_DOCUMENTFRAGMENT_
◇ ◇ ◇
3. Klopt het dat het nog steeds mogelijk is dat iemand uit het gezin, vaak de vader, familieleden uit
het bevolkingsregister kan uitschrijven en dat op geen enkele wijze wordt nagegaan of er sprake
is van migratie, remigratie of verhuizing binnen Nederland?
4. Herinnert u zich het interpellatiedebat over achtergelaten vrouwen waarin de voormalige
minister van Integratie de Kamer heeft toegezegd een brief aan gemeenten te zullen sturen
waarin zij attent worden gemaakt op het verschijnsel achterlating en ze te wijzen op de
bevoegdheid om bij twijfel aan de juistheid van de aangifte van vertrek, degene namens wie de
aangifte wordt gedaan, op te roepen om in persoon te verschijnen voor het geven van nadere
inlichtingen?
5. Heeft de vader van Suat aangifte gedaan van vertrek van Suat naar een ander land? Is de vader
van Suat door de gemeente opgeroepen om in persoon te verschijnen voor het geven van nadere
informatie over de verdwijning van Suat? Zo nee, waarom niet?
6. Kunt u een overzicht geven van het aantal uitschrijvingen van kinderen en vrouwen uit landen
zoals Turkije, Marokko, Somalie, Irak, Iran, Afghanistan en Pakistan? Kunt u deze cijfers over de
afgelopen 5 jaar geven? Kan daarbij aangegeven worden in hoeveel gevallen de uitschrijvingen
door vrouwen zijn gedaan?
7. Kunt u aangeven wat de werkwijze en de rol van het Landelijk Expertise Centrum Eergerelateerd
Geweld inzake de verdwijning van Suat is geweest? Klopt het dat het LEC niet of nauwelijks in
staat is geweest Suat te beschermen? Klopt het dat het LEC niet over de juiste expertise beschikt
om slachtoffers van eergeweld daadwerkelijk te helpen? Welke consequenties worden verbonden
aan het falen van het LEC wanneer zij fouten maken?
8. Deelt u de mening dat de zaak van Suat niet op zichzelf staat en dat het noodzakelijk is een
grondig en onafhankelijk onderzoek in te stellen naar de werkwijze van het LEC en naar andere
zaken van eergerelateerd geweld en hoe het LEC hiermee is omgegaan?
Kan een overzicht gegeven worden van alle zaken die door het LEC zijn behandeld, hoe deze zijn
afgehandeld en wat er met de slachtoffers is gebeurd?
◇ ◇ ◇
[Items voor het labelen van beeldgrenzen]

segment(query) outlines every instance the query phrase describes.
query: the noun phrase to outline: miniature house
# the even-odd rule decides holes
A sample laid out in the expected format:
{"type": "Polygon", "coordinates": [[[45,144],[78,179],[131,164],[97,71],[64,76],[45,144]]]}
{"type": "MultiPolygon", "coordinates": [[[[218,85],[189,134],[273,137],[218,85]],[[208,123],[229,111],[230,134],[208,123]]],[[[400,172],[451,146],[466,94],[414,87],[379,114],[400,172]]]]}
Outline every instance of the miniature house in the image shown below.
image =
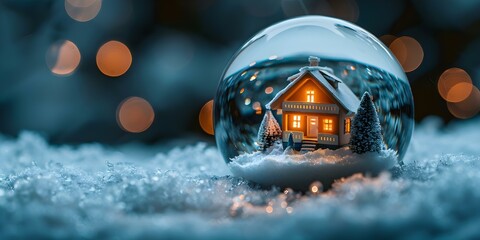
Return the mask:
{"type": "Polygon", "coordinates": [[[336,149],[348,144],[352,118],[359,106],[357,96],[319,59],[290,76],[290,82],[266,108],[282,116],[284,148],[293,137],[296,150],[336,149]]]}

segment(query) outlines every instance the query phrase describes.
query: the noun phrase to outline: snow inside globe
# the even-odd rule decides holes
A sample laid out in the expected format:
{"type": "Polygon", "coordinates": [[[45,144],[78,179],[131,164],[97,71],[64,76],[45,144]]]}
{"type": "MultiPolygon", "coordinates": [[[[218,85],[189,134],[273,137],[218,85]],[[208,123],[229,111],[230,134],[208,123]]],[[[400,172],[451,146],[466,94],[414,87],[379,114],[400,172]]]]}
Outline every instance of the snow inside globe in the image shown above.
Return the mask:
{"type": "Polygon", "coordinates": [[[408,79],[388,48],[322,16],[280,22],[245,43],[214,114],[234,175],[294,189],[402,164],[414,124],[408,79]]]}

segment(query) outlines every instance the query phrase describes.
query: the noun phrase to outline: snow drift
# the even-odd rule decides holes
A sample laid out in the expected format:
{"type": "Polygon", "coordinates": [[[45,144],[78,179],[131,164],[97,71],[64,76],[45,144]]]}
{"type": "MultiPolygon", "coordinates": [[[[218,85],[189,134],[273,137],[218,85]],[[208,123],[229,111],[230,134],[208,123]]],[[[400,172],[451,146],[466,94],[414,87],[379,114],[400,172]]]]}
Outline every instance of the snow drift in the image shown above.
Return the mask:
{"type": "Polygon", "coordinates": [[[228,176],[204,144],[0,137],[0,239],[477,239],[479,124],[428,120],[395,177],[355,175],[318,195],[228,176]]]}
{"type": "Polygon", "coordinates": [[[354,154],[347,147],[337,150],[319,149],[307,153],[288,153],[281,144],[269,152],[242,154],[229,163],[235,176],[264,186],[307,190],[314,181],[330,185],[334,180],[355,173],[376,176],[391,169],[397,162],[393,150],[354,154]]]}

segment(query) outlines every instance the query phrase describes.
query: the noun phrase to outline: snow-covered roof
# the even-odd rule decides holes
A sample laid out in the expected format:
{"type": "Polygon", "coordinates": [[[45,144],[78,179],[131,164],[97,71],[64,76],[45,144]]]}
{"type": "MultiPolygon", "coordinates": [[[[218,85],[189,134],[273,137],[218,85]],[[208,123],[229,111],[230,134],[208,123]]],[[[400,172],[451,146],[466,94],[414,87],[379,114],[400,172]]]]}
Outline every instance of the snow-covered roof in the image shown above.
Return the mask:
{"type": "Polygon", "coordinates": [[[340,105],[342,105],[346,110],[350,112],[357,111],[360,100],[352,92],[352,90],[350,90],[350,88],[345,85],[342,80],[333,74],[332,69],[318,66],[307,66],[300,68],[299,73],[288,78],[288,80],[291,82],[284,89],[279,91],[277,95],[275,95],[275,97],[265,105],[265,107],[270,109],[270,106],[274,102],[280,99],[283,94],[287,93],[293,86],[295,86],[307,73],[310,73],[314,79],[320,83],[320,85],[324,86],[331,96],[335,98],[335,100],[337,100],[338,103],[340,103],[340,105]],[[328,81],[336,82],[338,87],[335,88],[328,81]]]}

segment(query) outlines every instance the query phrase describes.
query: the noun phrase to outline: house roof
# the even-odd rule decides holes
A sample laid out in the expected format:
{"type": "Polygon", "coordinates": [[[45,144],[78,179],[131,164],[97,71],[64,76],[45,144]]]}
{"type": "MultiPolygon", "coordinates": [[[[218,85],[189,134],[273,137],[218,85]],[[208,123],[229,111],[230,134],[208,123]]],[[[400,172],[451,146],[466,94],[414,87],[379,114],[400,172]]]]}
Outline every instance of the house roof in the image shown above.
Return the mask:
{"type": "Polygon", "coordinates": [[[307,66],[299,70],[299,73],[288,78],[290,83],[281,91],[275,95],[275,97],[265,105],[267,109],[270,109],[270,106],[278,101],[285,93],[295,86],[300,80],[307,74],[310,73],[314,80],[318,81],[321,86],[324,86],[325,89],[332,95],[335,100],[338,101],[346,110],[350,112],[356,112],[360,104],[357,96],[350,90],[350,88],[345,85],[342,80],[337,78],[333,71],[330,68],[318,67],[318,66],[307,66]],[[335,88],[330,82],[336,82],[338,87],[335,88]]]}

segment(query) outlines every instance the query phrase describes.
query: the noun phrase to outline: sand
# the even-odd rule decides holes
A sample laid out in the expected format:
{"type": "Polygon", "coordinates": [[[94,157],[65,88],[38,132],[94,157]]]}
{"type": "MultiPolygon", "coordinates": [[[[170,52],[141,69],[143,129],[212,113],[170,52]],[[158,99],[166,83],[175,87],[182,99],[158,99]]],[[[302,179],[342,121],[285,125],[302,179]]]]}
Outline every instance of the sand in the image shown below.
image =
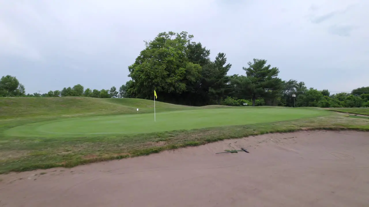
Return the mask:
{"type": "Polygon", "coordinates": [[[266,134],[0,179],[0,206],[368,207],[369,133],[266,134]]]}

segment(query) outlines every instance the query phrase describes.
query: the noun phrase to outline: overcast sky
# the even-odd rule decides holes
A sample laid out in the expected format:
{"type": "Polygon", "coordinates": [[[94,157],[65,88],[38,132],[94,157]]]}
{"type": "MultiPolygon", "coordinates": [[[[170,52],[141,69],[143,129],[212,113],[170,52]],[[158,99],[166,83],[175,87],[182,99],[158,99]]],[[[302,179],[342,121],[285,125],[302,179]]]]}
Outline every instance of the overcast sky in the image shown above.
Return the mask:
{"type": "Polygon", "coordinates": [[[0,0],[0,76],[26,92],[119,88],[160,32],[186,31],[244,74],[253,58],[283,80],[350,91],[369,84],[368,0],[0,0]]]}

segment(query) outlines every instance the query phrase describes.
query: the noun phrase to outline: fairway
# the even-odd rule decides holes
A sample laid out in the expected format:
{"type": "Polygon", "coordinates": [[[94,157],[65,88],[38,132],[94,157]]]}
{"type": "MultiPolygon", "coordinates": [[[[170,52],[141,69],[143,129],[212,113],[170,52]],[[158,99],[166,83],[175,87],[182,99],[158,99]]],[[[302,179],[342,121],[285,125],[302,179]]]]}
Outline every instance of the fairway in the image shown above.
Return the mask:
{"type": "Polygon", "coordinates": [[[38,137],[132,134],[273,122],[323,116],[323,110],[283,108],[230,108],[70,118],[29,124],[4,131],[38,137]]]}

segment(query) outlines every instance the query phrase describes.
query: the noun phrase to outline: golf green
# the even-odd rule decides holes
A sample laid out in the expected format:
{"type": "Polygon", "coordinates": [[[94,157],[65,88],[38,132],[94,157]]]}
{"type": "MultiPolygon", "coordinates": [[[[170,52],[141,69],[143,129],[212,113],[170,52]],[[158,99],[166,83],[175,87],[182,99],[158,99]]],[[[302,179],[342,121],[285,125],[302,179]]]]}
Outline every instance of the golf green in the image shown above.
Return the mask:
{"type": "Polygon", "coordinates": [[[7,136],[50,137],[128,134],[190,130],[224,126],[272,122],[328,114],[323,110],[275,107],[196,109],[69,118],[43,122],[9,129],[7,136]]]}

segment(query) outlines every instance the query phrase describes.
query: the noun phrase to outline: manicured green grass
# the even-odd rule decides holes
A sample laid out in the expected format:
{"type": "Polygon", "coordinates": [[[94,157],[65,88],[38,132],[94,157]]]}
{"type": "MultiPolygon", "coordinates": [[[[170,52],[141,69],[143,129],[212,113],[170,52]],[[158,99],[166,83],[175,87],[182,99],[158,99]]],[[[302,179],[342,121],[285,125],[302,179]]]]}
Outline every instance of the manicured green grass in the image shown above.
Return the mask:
◇ ◇ ◇
_JOUW OPDRACHTEN_
[a] Druk het stuk uit het documentfragment af van "3. Klopt het" tot en met "verhuizing binnen Nederland?".
[b] Vertaal de zin "Klopt het dat het LEC niet of nauwelijks in staat is geweest Suat te beschermen?" uit het documentfragment in het Engels.

_VERWACHTE RESULTATEN_
[a]
3. Klopt het dat het nog steeds mogelijk is dat iemand uit het gezin, vaak de vader, familieleden uit
het bevolkingsregister kan uitschrijven en dat op geen enkele wijze wordt nagegaan of er sprake
is van migratie, remigratie of verhuizing binnen Nederland?

[b] Is it true that the LEC was unable, or barely able, to protect Suat?